PROVIDED RECORDS:
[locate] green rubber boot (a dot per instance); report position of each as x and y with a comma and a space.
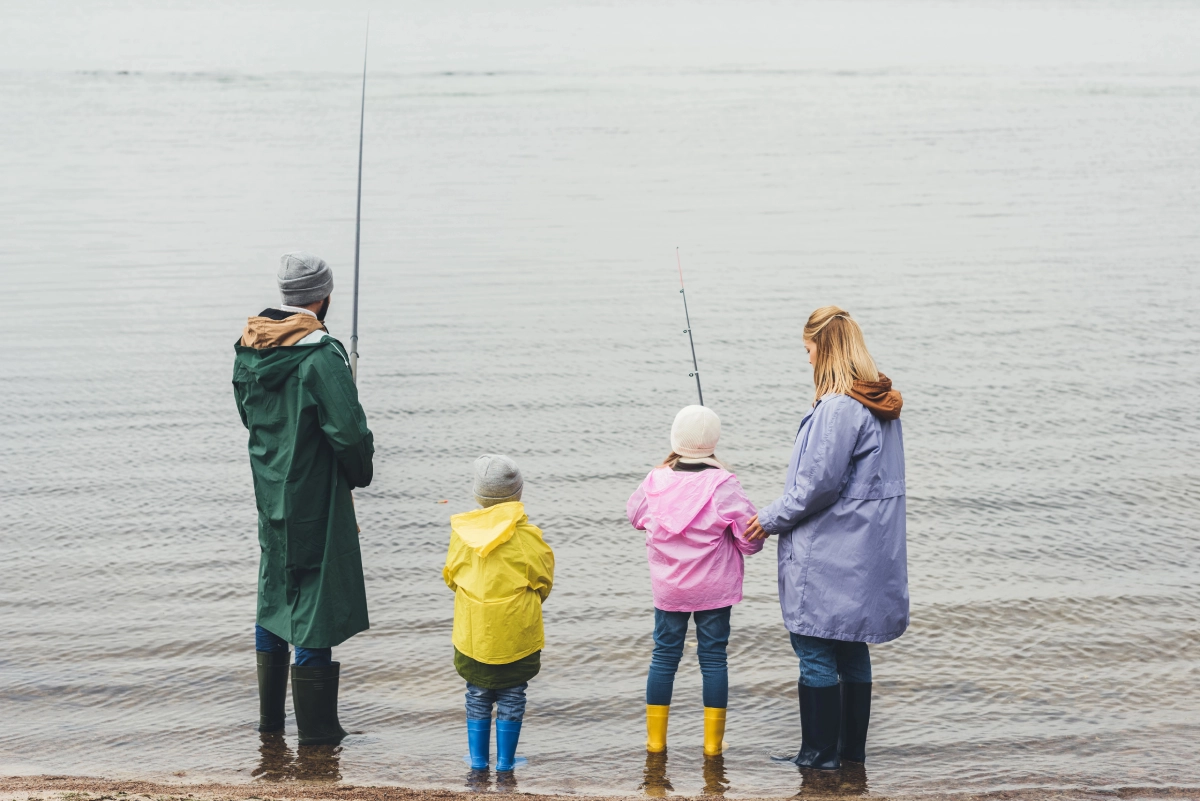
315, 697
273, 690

---

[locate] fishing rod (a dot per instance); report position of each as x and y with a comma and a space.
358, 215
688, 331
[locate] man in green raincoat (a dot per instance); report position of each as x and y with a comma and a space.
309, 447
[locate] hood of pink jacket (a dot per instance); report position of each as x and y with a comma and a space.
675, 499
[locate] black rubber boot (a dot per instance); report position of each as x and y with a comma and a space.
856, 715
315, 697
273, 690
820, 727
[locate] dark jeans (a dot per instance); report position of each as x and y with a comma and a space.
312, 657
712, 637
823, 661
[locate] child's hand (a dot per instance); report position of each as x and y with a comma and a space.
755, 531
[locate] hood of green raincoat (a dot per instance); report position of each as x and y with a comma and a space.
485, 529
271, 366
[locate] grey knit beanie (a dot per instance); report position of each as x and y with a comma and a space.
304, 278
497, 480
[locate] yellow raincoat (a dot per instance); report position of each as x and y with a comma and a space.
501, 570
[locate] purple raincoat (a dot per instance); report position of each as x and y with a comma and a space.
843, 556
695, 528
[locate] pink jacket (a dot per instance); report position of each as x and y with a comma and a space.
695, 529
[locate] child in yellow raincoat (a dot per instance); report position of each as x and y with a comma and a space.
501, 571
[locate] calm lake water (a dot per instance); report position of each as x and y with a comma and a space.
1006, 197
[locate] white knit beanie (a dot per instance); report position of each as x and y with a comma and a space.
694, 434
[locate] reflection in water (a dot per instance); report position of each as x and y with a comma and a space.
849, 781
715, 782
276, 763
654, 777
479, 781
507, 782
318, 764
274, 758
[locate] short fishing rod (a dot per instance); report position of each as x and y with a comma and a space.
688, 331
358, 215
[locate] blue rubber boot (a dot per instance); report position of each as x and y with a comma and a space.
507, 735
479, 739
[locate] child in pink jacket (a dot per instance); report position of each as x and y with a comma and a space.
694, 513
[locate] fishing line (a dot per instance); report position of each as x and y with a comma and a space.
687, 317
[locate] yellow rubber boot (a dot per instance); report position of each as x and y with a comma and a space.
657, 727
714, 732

* * *

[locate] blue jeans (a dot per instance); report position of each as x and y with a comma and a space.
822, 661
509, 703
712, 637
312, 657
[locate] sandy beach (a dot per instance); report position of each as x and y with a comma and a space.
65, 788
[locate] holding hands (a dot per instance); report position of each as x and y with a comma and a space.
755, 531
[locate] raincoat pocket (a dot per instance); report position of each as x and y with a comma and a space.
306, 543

WHAT IS ASKED: Please count the lines above that contain the word "raincoat", and reply with only that number.

RESPONSE TO THIS EXERCISE: 6